--- GIVEN RECORDS ---
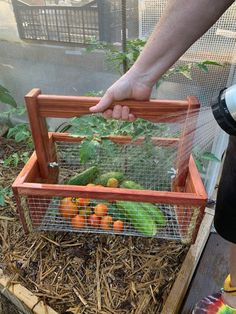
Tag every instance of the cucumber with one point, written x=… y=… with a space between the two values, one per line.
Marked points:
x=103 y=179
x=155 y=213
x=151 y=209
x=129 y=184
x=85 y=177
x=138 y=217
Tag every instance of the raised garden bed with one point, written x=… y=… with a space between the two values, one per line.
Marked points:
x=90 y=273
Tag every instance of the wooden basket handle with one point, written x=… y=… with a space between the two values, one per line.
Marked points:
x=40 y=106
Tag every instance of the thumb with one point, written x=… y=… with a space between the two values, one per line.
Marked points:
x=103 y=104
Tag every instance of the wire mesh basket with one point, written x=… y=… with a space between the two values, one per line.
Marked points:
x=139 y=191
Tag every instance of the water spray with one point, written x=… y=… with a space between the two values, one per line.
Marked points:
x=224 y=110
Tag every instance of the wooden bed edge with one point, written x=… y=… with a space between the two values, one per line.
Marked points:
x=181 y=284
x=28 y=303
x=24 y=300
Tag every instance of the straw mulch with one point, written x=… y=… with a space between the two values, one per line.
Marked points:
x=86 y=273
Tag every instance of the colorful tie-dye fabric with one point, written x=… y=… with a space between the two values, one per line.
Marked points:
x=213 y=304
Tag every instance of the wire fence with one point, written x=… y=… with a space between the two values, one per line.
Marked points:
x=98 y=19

==

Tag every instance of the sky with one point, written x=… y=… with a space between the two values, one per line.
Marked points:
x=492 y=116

--- STATED PROBLEM ---
List every line in the records above that contains the string "basket", reproducing each such line in full.

--- THE ANSWER ---
Tag every instance of the wooden basket handle with one point, written x=… y=… with a space between the two values, one per line.
Tag every instance of the wire mesh basket with one point, written x=… y=… with a space between the two values, one per line.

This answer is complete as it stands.